* **Exercise details**
Copy the passage from the article on curcumin and neuroblastoma word for word. Begin at the words "New York: Attaching" and stop after "Indian origin claim.".

* **Extract to read**
════════════════
According to researchers approach to tumor cells with nanoparticle delivery systems hold promise for treatment of resistant tumors.
New York: Attaching curcumin - a compound found in turmeric - to nanoparticles can be used to destroy treatment-resistant neuroblastoma, the most common cancer in infants, researchers including one of Indian origin claim.
Unique approaches to target tumour cells with nanoparticle delivery systems hold promise for treatment of resistant tumours, such as the high risk neuroblastoma, researchers said.
"High-risk neuroblastoma can be resistant to traditional therapy, and survival can be poor," said Tamarah J Westmoreland, a paediatric surgeon at Nemours Children's
Hospital in the US.
"This research demonstrates a novel method of treating this tumour without the toxicity of aggressive therapy that can also have late effects on the patient's health," said Westmoreland, senior author of the study published in the journal Nanoscale.
Neuroblastomas are cancers that start in early nerve cells and commonly form in the tissue of the adrenal glands, near the kidneys.
════════════════
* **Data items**
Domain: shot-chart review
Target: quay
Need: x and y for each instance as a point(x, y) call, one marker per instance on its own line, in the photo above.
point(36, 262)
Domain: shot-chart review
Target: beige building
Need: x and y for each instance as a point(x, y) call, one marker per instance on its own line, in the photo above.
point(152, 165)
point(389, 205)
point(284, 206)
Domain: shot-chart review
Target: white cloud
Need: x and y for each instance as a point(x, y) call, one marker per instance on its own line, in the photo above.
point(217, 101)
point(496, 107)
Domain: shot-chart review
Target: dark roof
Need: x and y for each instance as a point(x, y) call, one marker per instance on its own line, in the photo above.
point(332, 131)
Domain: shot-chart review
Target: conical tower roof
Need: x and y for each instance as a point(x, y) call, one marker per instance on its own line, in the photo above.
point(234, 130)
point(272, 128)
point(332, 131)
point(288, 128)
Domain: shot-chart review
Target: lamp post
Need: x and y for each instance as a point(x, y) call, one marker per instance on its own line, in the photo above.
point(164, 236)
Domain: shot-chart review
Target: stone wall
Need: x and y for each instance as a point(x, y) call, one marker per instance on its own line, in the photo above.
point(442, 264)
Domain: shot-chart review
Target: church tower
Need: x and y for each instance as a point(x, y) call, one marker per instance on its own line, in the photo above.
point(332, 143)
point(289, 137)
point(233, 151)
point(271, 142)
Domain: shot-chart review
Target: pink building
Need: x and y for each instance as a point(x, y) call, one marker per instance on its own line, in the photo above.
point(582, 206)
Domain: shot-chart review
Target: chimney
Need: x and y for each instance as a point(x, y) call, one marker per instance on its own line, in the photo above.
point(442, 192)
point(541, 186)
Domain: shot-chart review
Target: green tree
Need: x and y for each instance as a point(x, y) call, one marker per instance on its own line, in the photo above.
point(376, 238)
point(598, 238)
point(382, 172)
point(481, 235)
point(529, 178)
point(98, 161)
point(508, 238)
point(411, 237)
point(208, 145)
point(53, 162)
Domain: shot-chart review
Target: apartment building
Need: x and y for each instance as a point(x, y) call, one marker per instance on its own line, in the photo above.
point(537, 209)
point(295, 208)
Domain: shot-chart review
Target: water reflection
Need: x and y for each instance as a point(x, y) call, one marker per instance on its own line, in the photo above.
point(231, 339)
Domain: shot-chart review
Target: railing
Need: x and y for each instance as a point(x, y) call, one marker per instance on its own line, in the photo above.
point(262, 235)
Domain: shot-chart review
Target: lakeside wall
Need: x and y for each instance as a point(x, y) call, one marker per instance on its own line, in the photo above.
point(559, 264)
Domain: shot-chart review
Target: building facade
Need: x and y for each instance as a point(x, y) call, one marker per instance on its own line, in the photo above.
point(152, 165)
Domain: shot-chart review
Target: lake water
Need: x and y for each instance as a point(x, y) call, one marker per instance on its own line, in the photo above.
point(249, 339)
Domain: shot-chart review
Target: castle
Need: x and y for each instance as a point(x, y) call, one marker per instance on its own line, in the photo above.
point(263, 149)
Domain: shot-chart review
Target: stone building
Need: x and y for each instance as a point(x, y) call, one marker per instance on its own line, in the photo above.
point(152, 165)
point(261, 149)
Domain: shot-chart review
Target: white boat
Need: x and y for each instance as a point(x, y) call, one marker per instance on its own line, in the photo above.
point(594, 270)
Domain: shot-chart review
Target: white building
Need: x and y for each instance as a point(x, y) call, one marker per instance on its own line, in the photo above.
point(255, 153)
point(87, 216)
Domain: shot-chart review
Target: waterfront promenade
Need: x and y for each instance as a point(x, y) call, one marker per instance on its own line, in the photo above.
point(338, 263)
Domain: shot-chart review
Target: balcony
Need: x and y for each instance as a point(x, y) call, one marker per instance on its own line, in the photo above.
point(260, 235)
════════════════
* **Written response**
New York: Attaching curcumin - a compound found in turmeric - to nanoparticles can be used to destroy treatment-resistant neuroblastoma, the most common cancer in infants, researchers including one of Indian origin claim.